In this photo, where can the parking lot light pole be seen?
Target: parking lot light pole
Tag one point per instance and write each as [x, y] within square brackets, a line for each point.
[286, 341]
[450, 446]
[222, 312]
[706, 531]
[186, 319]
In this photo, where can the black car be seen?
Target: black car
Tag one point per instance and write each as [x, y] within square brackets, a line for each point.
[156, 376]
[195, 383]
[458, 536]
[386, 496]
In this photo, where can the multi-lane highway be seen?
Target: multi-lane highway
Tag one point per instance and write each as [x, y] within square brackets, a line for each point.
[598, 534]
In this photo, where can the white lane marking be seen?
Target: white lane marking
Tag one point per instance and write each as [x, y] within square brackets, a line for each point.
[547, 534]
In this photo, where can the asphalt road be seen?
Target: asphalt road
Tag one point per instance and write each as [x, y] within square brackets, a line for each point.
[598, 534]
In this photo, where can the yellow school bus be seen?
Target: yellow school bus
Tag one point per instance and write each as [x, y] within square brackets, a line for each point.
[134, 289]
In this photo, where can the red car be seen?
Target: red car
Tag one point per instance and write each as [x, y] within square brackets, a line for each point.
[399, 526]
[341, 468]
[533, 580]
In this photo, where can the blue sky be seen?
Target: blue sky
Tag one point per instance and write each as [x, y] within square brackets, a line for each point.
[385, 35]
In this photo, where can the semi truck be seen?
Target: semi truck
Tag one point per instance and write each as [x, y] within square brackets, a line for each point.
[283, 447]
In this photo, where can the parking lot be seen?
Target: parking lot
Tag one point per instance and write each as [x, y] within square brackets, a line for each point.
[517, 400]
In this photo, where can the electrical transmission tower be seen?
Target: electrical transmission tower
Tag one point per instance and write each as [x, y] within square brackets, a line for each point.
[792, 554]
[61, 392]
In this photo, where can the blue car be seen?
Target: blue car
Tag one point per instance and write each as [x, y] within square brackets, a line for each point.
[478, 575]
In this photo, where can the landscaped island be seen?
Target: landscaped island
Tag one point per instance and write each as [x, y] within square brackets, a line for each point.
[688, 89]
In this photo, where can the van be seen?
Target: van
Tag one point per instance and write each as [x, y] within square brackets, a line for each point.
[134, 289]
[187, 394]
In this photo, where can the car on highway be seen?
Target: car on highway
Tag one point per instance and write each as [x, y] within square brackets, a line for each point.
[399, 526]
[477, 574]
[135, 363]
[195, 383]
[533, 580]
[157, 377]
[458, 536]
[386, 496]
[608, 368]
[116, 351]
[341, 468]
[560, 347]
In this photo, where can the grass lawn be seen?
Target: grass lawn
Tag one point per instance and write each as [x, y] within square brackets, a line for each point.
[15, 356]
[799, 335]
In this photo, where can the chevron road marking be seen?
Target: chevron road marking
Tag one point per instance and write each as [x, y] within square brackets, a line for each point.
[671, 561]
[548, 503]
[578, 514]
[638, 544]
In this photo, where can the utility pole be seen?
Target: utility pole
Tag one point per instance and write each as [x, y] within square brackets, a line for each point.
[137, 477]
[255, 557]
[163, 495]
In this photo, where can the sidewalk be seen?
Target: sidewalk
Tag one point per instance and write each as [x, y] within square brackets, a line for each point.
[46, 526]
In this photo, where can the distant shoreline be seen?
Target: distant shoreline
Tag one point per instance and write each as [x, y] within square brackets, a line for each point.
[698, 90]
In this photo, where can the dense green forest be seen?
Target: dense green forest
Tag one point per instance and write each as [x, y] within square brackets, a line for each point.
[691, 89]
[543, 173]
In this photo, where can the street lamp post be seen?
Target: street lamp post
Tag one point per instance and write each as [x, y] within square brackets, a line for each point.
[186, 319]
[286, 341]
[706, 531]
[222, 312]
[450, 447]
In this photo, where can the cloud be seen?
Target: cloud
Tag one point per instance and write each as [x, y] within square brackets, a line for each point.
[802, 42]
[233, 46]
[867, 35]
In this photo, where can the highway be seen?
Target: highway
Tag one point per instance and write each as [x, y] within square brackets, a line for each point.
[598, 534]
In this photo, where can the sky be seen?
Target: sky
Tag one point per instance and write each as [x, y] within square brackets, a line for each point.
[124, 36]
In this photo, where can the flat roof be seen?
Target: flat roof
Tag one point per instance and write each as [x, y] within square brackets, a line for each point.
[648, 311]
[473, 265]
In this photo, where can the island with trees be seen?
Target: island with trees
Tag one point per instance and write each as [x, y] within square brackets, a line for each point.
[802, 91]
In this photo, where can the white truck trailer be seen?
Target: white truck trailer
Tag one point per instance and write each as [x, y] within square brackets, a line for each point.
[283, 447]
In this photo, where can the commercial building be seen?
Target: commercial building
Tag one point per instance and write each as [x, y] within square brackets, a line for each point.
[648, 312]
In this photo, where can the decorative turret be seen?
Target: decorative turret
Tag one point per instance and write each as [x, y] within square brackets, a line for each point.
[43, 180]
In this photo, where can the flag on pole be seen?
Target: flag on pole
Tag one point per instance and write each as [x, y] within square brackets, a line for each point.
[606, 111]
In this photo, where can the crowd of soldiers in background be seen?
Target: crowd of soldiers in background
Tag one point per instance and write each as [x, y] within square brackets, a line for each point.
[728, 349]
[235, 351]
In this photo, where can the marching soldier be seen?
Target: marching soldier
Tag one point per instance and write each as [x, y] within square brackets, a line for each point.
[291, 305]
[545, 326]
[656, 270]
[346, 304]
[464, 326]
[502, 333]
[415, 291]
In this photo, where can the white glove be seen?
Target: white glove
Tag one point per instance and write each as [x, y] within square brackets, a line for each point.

────────

Your goal: Where a line of the records includes "decorative", copy it.

Answer for this exercise:
In this photo, where can the decorative turret be seen?
Target: decorative turret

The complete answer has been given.